◆ **CONSIGNE 1**: Réécrivez, dans les enregistrements, la partie qui commence à la ligne contenant « Every instance of the golden » et s'achève à celle contenant « [(404, 530), (392, 692), (450, 839)] », en remplaçant « crust » par « icing » sans rien modifier d'autre.

JOUR 3 : Travail sur le manuel de Géographie : « Repenser le développement : le développement durable. »
Intérêt et limites d’une nouvelle approche du développement : le développement durable, social et solidaire. TEXTE N°5 page 137 et informations page 136.
Consigne : Répondez aux questions n°1 à n°4 page 137. Essayez d’avoir une perspective critique sans opposer développement et développement durable.
Question n°1 page 137 : Qu’est-ce que le développement « durable » ?
Le ralentissement de la croissance au début des années soixante-dix et la multiplication des scandales environnementaux permettent la diffusion de nouveaux modèles théoriques de développement autour de la notion de croissance maîtrisée, voire de décroissance ou de croissance zéro (Club de Rome, Rapport Meadows 1972, Rapport de la commission mondiale sur l’environnement et le développement, ONU, présidée par BRUNDTLAND, 1987). Une définition consensuelle du développement est proposée par l’ONU, c’est le concept de « développement durable » : le développement durable admet l’utilisation des ressources naturelles si cette utilisation n’interdit pas aux générations futures de satisfaire leurs besoins fondamentaux faute de ressources naturelles. Le développement durable propose une gestion de l’environnement plus qu’une protection de l’environnement.
Traditionnellement, on identifie trois piliers dans le développement durable : une croissance économique mais maîtrisée c’est-à-dire qui ne génère pas de pollution de masse ou de long terme, une juste répartition des richesses produites, et une gestion de l’environnement qui permette la préservation de la biodiversité. Progressivement, au fur et à mesure que les opinions internationales prenaient conscience du détournement de l’aide publique internationale au profit des bourgeoisies de service et des kelptocrates des pays du Sud, la « bonne gouvernance » devient le quatrième pilier du développement durable. Même si ce concept reste flou dans les faits et s’apparente souvent à un maquillage démocratique de pratiques dictatoriales (Népotisme, corruption généralisée, fraudes lors des élections dans le cas des régimes « illibéraux »), la bonne gouvernance impose une certaine transparence dans la gestion des fonds publics, et les poursuites pour « bien mal acquis » tendent à se multiplier contre les familles de dictateurs trop vite enrichis.
Aujourd’hui, la notion de développement durable s’est imposée dans les politiques publiques internationales : comment comprendre le succès de ce concept ?
Question n°2 page 137 : Pourquoi ce modèle s’est progressivement imposé ?

◆ **DONNÉES DE L'EXERCICE**:
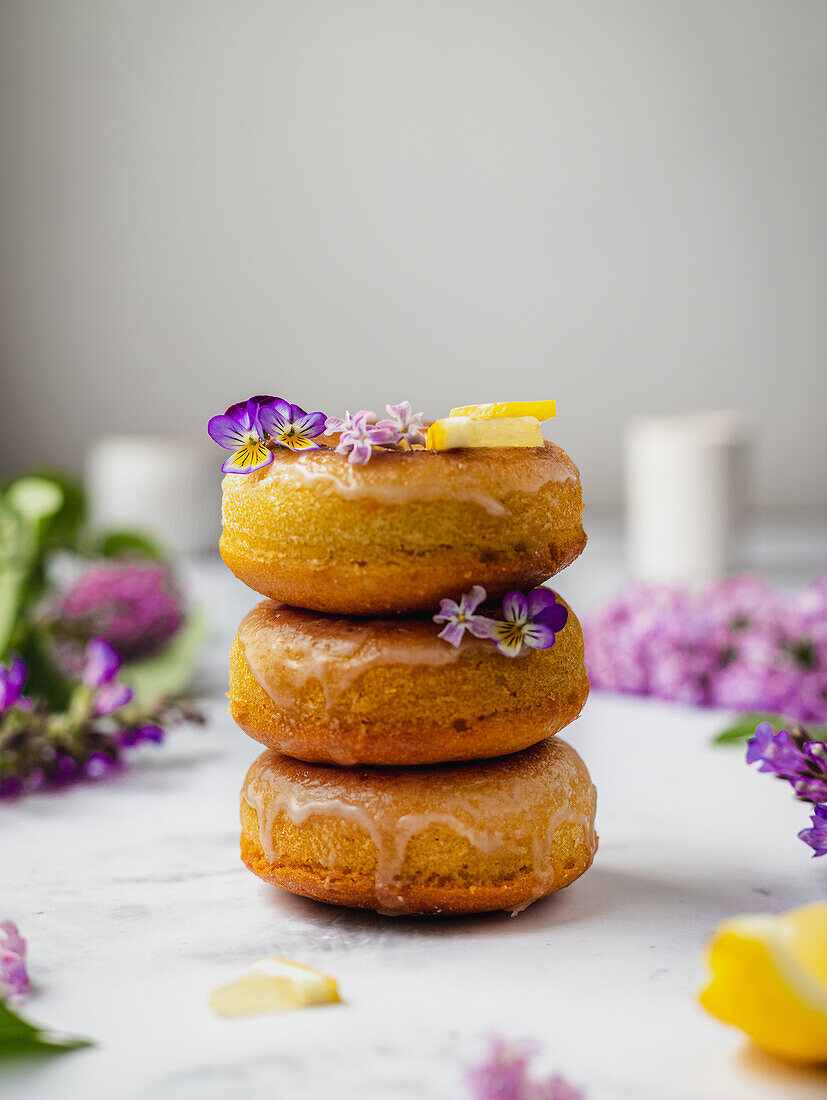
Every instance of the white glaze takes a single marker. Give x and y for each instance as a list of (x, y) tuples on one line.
[(377, 815), (353, 483), (284, 659)]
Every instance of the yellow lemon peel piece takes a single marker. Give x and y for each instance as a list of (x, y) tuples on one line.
[(274, 985), (769, 977), (470, 431), (543, 410)]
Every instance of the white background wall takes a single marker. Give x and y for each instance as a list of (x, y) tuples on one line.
[(619, 205)]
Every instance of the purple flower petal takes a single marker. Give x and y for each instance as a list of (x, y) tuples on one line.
[(101, 664), (13, 975), (11, 683), (111, 697), (252, 455), (515, 607), (538, 636), (816, 836), (227, 432), (453, 633), (507, 637)]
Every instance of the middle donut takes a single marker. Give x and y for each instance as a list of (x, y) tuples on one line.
[(332, 690)]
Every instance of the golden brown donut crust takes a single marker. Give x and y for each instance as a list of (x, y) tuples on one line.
[(404, 530), (392, 692), (450, 839)]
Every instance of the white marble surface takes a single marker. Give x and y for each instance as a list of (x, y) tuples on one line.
[(135, 905)]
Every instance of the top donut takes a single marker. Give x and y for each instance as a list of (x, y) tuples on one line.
[(367, 519)]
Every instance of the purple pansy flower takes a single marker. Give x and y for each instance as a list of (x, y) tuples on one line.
[(816, 835), (100, 670), (240, 430), (460, 617), (407, 425), (531, 620), (11, 685), (290, 426), (13, 975), (357, 437)]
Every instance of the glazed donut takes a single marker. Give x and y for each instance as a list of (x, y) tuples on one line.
[(403, 531), (452, 838), (393, 692)]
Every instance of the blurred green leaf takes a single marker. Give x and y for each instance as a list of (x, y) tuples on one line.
[(120, 543), (169, 671), (35, 499), (18, 1036)]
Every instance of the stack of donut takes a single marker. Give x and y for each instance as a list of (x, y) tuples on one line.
[(404, 772)]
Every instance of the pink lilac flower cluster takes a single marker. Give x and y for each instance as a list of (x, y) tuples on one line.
[(13, 974), (133, 605), (533, 619), (803, 763), (359, 432), (505, 1075), (738, 645)]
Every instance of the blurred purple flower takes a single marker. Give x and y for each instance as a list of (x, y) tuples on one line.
[(102, 664), (289, 426), (11, 685), (532, 620), (407, 426), (357, 437), (13, 975), (460, 617), (738, 645), (505, 1075), (816, 835), (134, 606)]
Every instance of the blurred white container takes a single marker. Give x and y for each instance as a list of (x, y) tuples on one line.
[(685, 490), (164, 485)]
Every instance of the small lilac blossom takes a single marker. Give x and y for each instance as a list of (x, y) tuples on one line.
[(408, 426), (531, 620), (102, 664), (505, 1075), (289, 426), (357, 436), (240, 430), (11, 684), (461, 617), (816, 835), (13, 975)]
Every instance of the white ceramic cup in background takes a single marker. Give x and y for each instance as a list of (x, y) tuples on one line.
[(165, 485), (685, 490)]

◆ **CONSIGNE 2**: Traduisez en anglais cette phrase du texte proposé : « Le développement durable propose une gestion de l’environnement plus qu’une protection de l’environnement. »

◆ **RÉPONSE ATTENDUE 1**:
Every instance of the golden brown donut icing takes a single marker. Give x and y for each instance as a list of (x, y) tuples on one line.
[(404, 530), (392, 692), (450, 839)]

◆ **RÉPONSE ATTENDUE 2**: Sustainable development offers environmental management more than environmental protection.